:: Work item ::
Reproduce, character for character, the lines below from the first through the one with "mark: the blue sky". Leave pictures out.

____

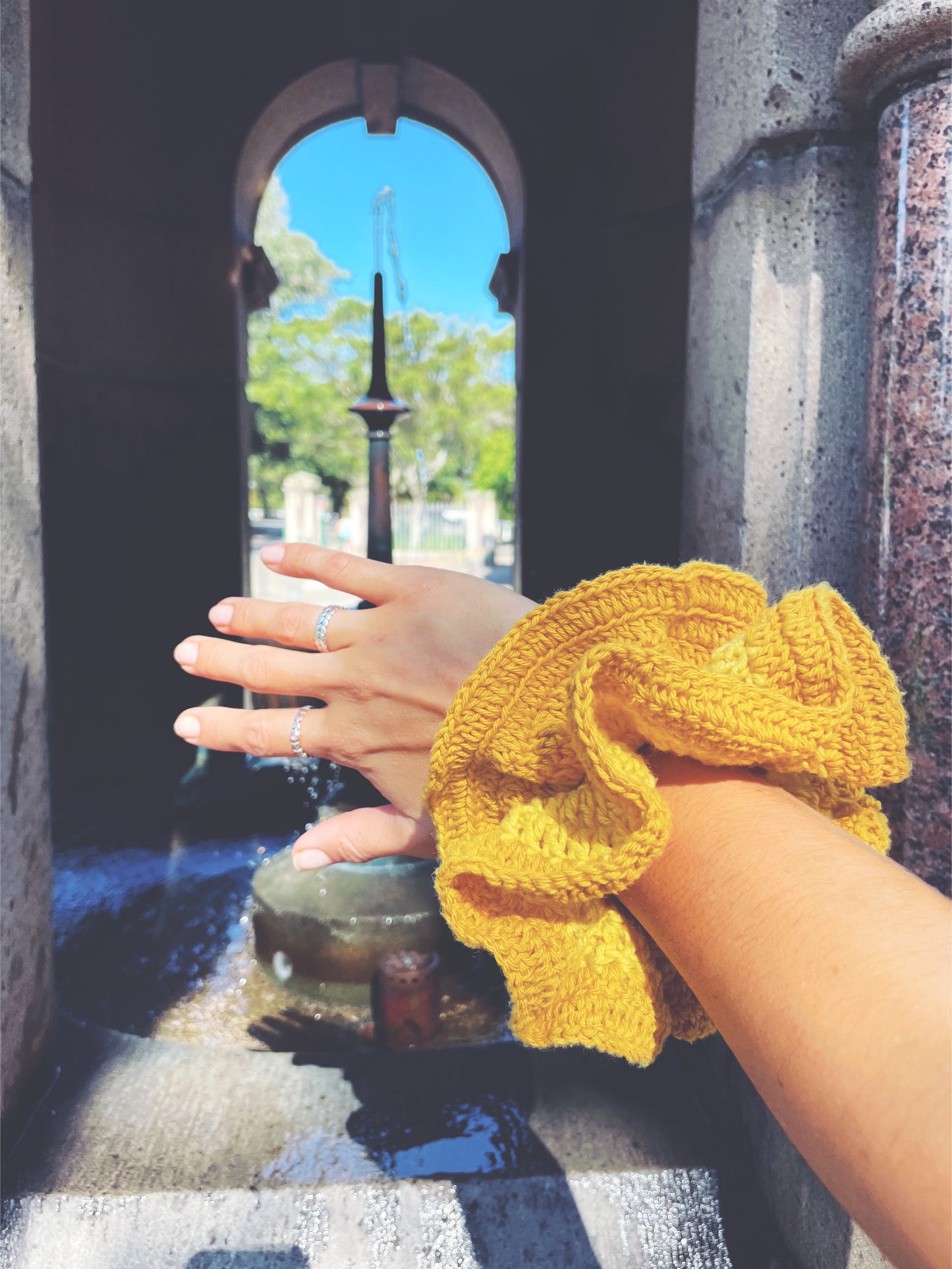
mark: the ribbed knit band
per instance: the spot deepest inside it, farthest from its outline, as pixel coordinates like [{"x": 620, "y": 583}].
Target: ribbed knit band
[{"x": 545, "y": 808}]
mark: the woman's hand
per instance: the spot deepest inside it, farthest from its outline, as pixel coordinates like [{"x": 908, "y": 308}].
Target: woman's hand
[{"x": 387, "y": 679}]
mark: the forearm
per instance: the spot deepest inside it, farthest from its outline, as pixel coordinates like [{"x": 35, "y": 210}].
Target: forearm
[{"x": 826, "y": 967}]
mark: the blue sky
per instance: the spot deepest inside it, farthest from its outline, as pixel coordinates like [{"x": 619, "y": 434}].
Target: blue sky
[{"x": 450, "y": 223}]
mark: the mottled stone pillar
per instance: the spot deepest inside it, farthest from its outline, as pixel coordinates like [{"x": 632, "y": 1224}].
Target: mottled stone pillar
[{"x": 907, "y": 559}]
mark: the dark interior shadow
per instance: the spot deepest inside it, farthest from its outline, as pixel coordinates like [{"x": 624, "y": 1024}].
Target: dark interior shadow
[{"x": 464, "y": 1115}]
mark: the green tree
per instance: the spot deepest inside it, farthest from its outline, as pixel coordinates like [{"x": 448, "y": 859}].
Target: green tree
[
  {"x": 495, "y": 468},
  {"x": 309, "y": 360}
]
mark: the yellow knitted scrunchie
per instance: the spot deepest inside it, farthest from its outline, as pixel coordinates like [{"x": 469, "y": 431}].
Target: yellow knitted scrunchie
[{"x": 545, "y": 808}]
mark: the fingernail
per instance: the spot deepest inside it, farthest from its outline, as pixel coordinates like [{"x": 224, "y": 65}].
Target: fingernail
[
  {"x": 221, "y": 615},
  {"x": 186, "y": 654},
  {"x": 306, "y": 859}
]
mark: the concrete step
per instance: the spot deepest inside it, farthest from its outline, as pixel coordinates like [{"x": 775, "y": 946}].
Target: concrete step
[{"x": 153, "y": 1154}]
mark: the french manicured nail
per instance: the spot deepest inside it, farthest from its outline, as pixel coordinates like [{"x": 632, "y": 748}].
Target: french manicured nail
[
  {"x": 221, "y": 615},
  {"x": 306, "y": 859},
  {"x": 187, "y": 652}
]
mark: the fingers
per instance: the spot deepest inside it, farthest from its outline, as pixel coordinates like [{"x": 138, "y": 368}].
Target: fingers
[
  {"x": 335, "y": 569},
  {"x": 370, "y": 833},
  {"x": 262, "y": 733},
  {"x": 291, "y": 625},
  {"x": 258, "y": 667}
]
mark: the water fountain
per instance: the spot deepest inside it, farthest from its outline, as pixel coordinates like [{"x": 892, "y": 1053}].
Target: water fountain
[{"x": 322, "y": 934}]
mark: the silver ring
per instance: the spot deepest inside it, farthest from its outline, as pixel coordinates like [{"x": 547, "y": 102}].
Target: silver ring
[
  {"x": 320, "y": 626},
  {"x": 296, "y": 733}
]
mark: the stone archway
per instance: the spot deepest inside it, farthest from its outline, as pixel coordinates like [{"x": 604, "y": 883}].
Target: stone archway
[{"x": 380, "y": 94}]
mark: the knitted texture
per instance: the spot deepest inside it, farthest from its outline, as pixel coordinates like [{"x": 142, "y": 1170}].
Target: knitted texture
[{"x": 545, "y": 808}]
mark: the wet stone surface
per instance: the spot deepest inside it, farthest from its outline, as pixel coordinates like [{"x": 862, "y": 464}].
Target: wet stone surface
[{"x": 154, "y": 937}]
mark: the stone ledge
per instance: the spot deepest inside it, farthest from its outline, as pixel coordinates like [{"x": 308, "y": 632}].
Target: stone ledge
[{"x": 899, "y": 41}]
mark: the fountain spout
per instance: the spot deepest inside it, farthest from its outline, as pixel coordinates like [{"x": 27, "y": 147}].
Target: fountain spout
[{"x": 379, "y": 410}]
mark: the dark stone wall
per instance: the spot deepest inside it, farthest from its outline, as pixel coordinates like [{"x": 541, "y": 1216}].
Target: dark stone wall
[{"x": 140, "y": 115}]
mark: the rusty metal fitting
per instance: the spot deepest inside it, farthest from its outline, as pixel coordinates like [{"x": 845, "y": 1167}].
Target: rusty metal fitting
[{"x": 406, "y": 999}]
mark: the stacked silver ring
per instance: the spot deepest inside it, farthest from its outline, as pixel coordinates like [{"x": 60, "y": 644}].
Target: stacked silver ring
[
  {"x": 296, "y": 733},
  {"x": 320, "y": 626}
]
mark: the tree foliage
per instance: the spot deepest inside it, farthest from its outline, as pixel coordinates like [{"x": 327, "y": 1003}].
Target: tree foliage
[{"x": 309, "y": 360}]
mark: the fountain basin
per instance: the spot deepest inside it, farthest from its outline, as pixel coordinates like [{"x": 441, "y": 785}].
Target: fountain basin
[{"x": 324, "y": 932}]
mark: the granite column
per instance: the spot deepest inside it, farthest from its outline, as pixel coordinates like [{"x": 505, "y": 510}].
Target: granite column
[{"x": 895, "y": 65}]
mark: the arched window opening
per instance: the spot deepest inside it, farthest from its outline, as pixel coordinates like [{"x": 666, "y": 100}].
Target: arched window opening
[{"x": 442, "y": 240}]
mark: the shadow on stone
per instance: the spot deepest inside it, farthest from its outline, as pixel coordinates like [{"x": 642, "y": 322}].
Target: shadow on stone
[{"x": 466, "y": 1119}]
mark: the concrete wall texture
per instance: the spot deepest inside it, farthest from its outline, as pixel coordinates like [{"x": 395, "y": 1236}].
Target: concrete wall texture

____

:: Written answer ::
mark: the ribbed knit band
per instance: the spot deepest inside it, farthest from its outline, as pixel coordinates like [{"x": 620, "y": 583}].
Target: ribbed knit band
[{"x": 545, "y": 808}]
mark: the woman's hand
per instance: the spot deepest inside it, farthest from its outline, as pixel coordinates like [{"x": 908, "y": 308}].
Target: woman's hand
[{"x": 387, "y": 679}]
mark: the forearm
per instance: the spot deepest inside it, farthest from its outline, as pixel coordinates like [{"x": 35, "y": 210}].
Target: forearm
[{"x": 826, "y": 967}]
mark: the blue sky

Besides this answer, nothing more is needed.